# Neue Entitäten werde nicht angezeigt



## krel (20. Aug 2012)

Hallo zusammen,

ich habe ein etwas merkwürdiges Problem. Ich habe zwei JSF-Seiten, auf der einen werden neue Meldungen hinzugefügt(vgl. Listing I) und auf der zweiten Seite werden sie angezeigt. Beide JSFs beziehen ihre Daten aus der selben Bean welche SessionScoped ist. Wenn ich nun auf der einen Seite eine neue Meldung eingegeben habe und danach auf die andere Seite wechsel wird mir der neue Inhalt nicht angezeigt, obwohl ich in Zeile 157 die die Sachen neu auslese. Jemand eine Idee woran das liegen könnte?

Listing I:
[JAVA=130]
try (Dba db = new Dba()) {
      List<Ruderer> boot = new LinkedList<>();
      for (int i = 1; i <= size; i++) {
        try {
          Ruderer r;
          Field f = this.getClass().getDeclaredField("ruderer" + i);
          f.setAccessible(true);
          r = (Ruderer) f.get(this);
          if (r.getRudererId() == null) {
            r.setVerein(selectedVerein);
            RudererDAO.save(db, r);
          }
          boot.add(r);
          logger.debug("Ruderer{} : {}", i, r);
        } catch (NoSuchFieldException | SecurityException | IllegalArgumentException | IllegalAccessException e) {
          logger.error(e.getMessage(), e);
        }
      }
      b.setRuderer(boot);
      BootDAO.save(db, b);
      m.setBoot(b);

      if (selectedObmann != null && selectedObmann.getProtektorId() != null) {
        m.setObmann(selectedObmann);
      }

      MeldungenDAO.save(db, m);
      rennen = RennenDAO.findByRegatta(db, (Regatta) SessionDAO.getSessionAttribute(SessionAttribute.REGATTA));
    } catch (Exception e) {
      logger.error(e.getMessage(), e);
    }
[/code]

[XML=33]
<c:forEach var="rennen"
                         items="#{meldungenBean.rennen}">
                <div class="rennen">
                  <div class="rennen_header">
                    #{rennen.rennnr} - #{rennen.kurzname}
                  </div>
                  <c:choose>
                    <c:when test="${rennen.meldungCollection.size() == 0}">
                      <div class="verein">
                        <span>Noch keine Meldungen vorhanden</span>
                      </div>
                    </c:when>
                    <ctherwise>
                      <c:forEach var="meldung"
                                 items="#{rennen.meldungCollection}">
                        <div class="verein">
                          <span class="verein_name">#{meldung.boot.verein.name}</span><br />
                          <c:forEach var="ruderer"
                                     items="#{meldung.boot.ruderer}"

BEREITGESTELLTE DATEN -
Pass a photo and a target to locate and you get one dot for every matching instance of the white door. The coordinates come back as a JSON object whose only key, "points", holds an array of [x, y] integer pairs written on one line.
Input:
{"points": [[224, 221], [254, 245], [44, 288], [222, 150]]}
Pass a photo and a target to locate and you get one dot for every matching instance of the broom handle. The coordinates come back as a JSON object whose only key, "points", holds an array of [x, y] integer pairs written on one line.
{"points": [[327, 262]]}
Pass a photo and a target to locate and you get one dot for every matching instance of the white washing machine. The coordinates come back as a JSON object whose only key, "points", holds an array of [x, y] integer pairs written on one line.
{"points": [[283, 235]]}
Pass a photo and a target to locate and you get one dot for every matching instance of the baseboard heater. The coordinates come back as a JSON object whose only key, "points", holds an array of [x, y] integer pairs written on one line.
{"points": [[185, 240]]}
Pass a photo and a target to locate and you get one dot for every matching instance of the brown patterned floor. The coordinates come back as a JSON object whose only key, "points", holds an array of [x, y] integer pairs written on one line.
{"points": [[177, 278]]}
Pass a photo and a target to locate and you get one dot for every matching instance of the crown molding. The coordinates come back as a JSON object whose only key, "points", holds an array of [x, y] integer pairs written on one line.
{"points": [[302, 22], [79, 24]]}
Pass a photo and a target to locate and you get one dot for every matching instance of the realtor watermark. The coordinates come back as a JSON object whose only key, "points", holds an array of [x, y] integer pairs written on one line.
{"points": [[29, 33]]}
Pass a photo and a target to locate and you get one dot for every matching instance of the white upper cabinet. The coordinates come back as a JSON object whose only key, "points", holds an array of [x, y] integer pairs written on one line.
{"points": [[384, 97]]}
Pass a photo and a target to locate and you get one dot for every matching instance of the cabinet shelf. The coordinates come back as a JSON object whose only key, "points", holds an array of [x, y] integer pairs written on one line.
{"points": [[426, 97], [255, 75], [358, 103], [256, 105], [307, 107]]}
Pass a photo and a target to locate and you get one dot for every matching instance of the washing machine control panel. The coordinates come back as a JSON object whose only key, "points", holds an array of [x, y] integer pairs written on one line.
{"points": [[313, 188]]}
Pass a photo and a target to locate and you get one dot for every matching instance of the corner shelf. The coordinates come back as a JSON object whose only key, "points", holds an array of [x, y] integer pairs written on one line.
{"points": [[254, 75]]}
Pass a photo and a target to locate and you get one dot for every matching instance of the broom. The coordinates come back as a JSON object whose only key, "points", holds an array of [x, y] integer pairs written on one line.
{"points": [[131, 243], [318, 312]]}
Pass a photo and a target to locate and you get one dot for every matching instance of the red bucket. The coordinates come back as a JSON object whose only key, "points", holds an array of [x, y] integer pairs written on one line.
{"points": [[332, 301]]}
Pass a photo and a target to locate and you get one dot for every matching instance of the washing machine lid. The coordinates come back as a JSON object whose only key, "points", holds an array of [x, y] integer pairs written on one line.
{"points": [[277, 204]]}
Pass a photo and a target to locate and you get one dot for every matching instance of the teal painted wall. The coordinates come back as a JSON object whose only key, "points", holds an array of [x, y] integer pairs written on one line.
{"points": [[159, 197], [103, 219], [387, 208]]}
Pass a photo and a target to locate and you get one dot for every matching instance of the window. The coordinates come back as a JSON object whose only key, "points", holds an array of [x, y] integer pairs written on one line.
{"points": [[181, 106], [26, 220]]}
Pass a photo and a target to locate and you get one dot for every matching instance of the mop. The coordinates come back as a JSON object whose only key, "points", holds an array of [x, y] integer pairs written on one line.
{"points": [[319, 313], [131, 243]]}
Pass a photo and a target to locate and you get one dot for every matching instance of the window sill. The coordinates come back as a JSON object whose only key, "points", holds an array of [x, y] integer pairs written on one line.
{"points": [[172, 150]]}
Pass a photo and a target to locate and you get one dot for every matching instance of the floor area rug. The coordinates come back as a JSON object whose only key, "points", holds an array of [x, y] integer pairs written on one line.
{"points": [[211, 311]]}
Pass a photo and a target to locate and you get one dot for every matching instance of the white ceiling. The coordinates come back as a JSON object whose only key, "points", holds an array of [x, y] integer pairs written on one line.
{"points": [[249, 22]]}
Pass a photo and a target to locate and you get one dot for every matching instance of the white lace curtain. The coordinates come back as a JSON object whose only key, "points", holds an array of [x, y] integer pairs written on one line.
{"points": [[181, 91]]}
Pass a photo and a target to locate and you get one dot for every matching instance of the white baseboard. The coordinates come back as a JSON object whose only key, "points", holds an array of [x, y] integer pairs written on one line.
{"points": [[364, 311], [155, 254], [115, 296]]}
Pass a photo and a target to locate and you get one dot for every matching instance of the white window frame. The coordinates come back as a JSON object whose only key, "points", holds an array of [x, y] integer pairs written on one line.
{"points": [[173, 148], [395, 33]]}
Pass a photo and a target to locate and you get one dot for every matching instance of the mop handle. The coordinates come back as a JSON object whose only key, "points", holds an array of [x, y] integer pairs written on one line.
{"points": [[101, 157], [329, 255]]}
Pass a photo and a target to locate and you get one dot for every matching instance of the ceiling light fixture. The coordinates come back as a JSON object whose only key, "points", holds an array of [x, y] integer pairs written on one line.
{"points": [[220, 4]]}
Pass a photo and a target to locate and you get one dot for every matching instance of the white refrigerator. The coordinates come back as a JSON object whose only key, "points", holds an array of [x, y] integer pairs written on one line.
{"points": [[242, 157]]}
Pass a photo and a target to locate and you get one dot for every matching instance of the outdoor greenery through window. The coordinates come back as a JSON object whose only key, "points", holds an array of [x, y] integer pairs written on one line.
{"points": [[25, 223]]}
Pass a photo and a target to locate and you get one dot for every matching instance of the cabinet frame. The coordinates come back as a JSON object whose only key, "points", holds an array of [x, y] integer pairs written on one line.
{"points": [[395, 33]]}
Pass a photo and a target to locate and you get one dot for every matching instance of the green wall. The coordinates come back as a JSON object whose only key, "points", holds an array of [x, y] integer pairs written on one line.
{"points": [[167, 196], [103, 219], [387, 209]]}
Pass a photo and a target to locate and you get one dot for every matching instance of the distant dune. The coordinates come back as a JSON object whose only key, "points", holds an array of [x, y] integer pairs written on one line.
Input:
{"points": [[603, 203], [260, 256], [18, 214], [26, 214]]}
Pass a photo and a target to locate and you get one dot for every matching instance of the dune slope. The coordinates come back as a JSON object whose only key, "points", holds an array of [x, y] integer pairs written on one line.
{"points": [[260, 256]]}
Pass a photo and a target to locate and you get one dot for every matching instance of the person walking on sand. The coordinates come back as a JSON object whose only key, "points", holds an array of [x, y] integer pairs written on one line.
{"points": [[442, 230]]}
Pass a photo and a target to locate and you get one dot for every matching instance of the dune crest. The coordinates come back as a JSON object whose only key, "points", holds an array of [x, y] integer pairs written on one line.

AUFGABENSTELLUNG -
**1)** Beantworten Sie anhand des Textauszugs die folgenden Fragen:
(a) Welchen Scope hat die Bean, aus der beide JSF-Seiten ihre Daten beziehen?
(b) Mit welchem DAO-Aufruf wird in Listing I die Meldung gespeichert?
(c) Welcher Text erscheint laut dem XML-Teil, wenn ein Rennen noch keine Meldungen hat?
**2)** Skalieren Sie in den Datensätzen die Zeilen von der Zeile mit „of the outdoor“ bis zum Ende der Datensätze, beide Enden eingeschlossen, und geben Sie nur diese Zeilen vollständig wieder. Multiplizieren Sie dabei jede Koordinate in den Antworten mit 2,3 und runden Sie auf ganze Zahlen, wobei Hälften aufgerundet werden.

ERGEBNISSE -
**1)**
(a) SessionScoped
(b) MeldungenDAO.save(db, m)
(c) „Noch keine Meldungen vorhanden“

**2)**
Pass a photo and a target to locate and you get one dot for every matching instance of the outdoor greenery through window. The coordinates come back as a JSON object whose only key, "points", holds an array of [x, y] integer pairs written on one line.
{"points": [[58, 513]]}
Pass a photo and a target to locate and you get one dot for every matching instance of the cabinet frame. The coordinates come back as a JSON object whose only key, "points", holds an array of [x, y] integer pairs written on one line.
{"points": [[909, 76]]}
Pass a photo and a target to locate and you get one dot for every matching instance of the green wall. The coordinates come back as a JSON object whose only key, "points", holds an array of [x, y] integer pairs written on one line.
{"points": [[384, 451], [237, 504], [890, 481]]}
Pass a photo and a target to locate and you get one dot for every matching instance of the distant dune. The coordinates come back as a JSON object whose only key, "points", holds an array of [x, y] integer pairs written on one line.
Input:
{"points": [[1387, 467], [598, 589], [41, 492], [60, 492]]}
Pass a photo and a target to locate and you get one dot for every matching instance of the dune slope. The coordinates come back as a JSON object whose only key, "points", holds an array of [x, y] integer pairs written on one line.
{"points": [[598, 589]]}
Pass a photo and a target to locate and you get one dot for every matching instance of the person walking on sand. The coordinates come back as a JSON object whose only key, "points", holds an array of [x, y] integer pairs written on one line.
{"points": [[1017, 529]]}
Pass a photo and a target to locate and you get one dot for every matching instance of the dune crest. The coordinates come back as a JSON object whose only key, "points", holds an array of [x, y] integer pairs written on one line.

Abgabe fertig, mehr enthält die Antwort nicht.